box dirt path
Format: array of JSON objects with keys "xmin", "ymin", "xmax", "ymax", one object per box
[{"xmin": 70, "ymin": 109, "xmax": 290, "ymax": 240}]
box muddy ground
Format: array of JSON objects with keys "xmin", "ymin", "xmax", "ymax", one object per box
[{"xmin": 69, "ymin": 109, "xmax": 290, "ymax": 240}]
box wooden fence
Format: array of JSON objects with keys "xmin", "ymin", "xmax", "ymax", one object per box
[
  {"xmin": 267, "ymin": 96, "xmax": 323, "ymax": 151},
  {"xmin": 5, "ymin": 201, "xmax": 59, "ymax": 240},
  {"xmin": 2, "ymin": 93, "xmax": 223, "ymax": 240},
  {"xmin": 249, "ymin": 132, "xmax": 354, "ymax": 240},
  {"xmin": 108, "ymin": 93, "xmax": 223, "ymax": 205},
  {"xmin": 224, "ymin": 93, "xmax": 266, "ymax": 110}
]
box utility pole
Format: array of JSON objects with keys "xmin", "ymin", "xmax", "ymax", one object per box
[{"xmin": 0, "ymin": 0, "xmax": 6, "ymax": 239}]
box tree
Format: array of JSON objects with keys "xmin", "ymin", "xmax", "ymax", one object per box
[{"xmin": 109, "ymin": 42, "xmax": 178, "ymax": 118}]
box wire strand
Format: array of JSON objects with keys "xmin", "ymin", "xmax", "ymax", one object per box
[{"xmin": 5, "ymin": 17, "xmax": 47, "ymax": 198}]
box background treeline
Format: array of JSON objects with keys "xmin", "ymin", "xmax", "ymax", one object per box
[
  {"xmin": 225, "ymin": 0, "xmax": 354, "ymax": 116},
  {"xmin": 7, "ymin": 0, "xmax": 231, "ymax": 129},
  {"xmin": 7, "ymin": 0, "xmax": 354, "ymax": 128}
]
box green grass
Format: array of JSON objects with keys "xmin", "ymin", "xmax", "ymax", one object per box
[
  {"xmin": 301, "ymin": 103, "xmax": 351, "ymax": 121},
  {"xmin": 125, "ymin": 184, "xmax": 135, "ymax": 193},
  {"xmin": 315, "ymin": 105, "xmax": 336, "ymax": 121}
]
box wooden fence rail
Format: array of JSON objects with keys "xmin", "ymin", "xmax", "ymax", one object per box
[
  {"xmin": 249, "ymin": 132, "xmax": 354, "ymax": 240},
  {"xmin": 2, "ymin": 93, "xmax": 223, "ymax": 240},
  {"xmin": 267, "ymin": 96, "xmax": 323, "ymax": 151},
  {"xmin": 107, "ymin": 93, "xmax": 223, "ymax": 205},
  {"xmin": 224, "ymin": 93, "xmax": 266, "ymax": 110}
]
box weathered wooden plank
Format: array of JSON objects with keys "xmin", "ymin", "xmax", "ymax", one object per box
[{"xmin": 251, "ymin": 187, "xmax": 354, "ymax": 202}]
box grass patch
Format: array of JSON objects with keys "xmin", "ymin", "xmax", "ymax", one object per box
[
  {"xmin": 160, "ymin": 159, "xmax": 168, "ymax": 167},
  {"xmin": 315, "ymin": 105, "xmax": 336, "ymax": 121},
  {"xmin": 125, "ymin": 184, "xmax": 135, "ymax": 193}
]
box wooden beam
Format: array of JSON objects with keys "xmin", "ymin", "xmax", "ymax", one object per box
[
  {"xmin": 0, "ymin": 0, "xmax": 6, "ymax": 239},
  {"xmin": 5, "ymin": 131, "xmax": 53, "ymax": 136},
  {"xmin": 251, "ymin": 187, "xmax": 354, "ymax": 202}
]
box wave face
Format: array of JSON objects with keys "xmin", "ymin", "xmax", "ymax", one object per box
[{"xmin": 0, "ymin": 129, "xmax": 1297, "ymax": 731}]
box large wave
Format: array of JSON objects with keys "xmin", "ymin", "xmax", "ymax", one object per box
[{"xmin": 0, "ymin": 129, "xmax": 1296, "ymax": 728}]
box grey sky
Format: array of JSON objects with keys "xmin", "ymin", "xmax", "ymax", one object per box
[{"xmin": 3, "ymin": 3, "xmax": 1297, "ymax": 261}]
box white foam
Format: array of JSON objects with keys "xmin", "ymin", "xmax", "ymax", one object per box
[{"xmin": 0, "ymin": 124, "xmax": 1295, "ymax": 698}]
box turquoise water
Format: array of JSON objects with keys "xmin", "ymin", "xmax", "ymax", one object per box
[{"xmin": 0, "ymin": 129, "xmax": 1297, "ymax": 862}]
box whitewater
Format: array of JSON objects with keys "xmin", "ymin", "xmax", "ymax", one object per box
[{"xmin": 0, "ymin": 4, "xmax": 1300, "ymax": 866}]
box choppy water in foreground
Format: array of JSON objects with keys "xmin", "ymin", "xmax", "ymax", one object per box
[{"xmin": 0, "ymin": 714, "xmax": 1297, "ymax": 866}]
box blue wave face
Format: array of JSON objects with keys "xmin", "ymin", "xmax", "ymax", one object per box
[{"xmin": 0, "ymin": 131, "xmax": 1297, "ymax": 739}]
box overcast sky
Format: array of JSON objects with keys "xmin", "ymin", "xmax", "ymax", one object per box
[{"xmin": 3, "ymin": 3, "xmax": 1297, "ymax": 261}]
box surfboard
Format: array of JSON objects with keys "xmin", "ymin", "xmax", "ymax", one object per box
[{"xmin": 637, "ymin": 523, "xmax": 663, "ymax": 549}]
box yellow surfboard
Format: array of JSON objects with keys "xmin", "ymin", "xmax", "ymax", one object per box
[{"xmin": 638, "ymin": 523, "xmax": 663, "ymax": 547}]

(GOAL OF THE EXERCISE): Rewrite the data from the line containing "box blue wave face" through the end, keeping every line, requests included, and leaving out everything before it. Add 27 to each coordinate in the answers.

(FINISHED TASK):
box blue wave face
Format: array of JSON objects with keys "xmin", "ymin", "xmax", "ymax", one object per box
[{"xmin": 27, "ymin": 158, "xmax": 1324, "ymax": 766}]
box overcast sky
Format: array of JSON objects with keys "xmin", "ymin", "xmax", "ymax", one object per box
[{"xmin": 30, "ymin": 30, "xmax": 1324, "ymax": 288}]
box surfboard
Format: array of JSON objects with keys "xmin", "ymin", "xmax", "ymax", one object per box
[{"xmin": 664, "ymin": 550, "xmax": 690, "ymax": 576}]
box yellow surfboard
Format: array of JSON objects with keys "xmin", "ymin", "xmax", "ymax", one object per box
[{"xmin": 665, "ymin": 550, "xmax": 690, "ymax": 574}]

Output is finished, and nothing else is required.